■ TEXT SEGMENT ■
▬▬▬

I’ve been working with archival materials for more than a decade now.

While writing my dissertation, I sat in archives comparing drafts of novels, tracking authors’ corrections and studying the process of composition and revision. More recently, I’ve been working on diaries and letters, telling the story of a life on the basis of private papers. Archival work can be slow and painful: you have to read some twenty or fifty letters before you find one that grips you, speaks to you, or tells you something new.

Piecing together a narrative from a million seemingly inconsequential details is the hardest literary thing I’ve done yet. You can’t know what will be important, so you have to copy everything, read everything, and take copious notes. The result is a lot of paper, loads of post-its, a stack of storage boxes as tall as me, and a chaotic office. Only after thousands of hours of reading and reflection will a thread start to emerge.

Waiting for the thread takes faith and patience.

Still, there’s little that thrills an archival researcher more than making a connection  or accidentally finding a key piece of evidence: these moments of pleasure that make the pain worthwhile.

▬▬▬

■ EXCERPTED DATA ■
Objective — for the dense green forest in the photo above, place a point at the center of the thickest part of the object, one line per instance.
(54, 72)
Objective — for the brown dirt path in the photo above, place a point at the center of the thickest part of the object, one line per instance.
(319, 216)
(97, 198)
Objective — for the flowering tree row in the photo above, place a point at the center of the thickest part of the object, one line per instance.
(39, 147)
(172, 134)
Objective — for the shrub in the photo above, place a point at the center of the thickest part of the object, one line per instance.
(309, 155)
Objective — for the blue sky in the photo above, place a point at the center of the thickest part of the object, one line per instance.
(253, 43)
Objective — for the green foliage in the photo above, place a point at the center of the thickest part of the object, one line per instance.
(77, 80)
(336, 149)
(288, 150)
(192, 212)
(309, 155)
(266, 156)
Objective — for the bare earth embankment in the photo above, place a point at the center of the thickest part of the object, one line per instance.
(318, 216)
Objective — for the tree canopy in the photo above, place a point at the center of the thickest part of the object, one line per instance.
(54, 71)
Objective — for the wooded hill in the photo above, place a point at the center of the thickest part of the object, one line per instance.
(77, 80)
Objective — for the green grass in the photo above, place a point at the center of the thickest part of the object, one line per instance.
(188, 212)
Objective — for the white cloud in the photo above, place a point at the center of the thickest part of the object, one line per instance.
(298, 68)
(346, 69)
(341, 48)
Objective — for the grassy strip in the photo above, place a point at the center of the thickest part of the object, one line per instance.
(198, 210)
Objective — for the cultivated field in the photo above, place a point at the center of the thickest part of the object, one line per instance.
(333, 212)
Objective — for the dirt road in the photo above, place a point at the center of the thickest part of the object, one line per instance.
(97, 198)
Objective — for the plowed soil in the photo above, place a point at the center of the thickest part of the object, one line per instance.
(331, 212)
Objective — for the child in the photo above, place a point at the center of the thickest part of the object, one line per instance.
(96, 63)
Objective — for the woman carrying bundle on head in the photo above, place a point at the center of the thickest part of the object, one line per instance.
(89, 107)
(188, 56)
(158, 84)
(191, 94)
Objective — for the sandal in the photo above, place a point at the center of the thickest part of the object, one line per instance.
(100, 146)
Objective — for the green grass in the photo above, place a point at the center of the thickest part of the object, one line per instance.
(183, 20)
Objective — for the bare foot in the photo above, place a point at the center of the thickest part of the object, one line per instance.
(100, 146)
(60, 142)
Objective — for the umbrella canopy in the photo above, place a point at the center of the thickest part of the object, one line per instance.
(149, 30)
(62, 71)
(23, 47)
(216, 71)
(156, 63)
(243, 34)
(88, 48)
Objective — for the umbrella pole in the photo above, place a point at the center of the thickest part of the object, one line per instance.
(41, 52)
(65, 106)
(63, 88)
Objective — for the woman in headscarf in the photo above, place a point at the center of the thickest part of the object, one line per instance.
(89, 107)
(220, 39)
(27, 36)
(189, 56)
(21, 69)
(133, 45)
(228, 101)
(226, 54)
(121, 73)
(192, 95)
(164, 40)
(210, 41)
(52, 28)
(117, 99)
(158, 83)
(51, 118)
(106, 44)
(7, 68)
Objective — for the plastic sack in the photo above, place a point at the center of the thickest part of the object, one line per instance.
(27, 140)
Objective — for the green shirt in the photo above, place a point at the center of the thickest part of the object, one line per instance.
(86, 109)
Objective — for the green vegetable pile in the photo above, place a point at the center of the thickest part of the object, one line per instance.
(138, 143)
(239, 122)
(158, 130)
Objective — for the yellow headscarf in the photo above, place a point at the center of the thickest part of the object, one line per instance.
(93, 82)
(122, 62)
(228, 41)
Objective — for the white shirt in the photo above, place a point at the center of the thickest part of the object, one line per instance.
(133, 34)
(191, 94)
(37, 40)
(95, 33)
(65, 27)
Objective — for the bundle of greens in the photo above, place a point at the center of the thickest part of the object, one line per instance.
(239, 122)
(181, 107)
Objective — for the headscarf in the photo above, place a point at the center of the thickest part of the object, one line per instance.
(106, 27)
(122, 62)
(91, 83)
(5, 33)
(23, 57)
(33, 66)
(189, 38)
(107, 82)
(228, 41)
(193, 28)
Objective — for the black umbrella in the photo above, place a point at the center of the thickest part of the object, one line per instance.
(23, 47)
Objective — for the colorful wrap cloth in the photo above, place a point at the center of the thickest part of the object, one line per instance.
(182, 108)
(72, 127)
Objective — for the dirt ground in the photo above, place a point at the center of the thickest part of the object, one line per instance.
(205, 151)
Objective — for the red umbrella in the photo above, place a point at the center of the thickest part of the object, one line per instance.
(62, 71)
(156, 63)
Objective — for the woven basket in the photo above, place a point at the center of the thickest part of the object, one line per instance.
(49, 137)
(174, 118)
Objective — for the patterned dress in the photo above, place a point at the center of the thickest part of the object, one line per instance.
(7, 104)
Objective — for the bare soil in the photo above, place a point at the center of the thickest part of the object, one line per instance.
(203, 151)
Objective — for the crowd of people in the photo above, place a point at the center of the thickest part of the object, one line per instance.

▬▬▬

■ INSTRUCTIONS ■
1. Using the text on archival research, answer each question below.
(a) For how long has the writer been working with archival materials?
(b) How many letters might a researcher have to read before finding one that grips them?
(c) What does waiting for the thread take?
2. Extend the text on archival research with a new paragraph that picks up after its final sentence.

■ FINAL RESULTS ■
1.
(a) More than a decade.
(b) Some twenty or fifty letters.
(c) Faith and patience.

2.
So here’s where I’m at: after years of work, of mastering my subject’s writings, and having finally completed my manuscript, it dawns on me that I don’t own this material. While writing my book, I had put the issue out of mind, but now that I’ve finished, it’s time to face facts.

And the fact is that it’s not mine to publish. Not yet.

The issue is copyright.

In order to cite from unpublished archival materials, international copyright law requires permission of the author’s next-of-kin. In the absence of an heir, you must  prove that you have made a good-faith effort to find one.

To be fair, I have a long-standing and good relationship with the nephew of my main biographical subject who controls the copyright of ninety per cent of the material that is important to my book. But permission for the other ten per cent now needs to be secured. I waited to finish the manuscript before starting the permissions process, because only now do I know what’s important to my story

For the past two days, I’ve been writing emails and making cold calls to Eastern Europe in my good-faith effort to locate the heirs of the authors of additional archival documents I cite.

And although it’s going well, the realization that I’d written a book that I might not be able to publish kept me up all last night.

This is the panic of archival work.

May the heirs be kind and generous.

Fingers crossed.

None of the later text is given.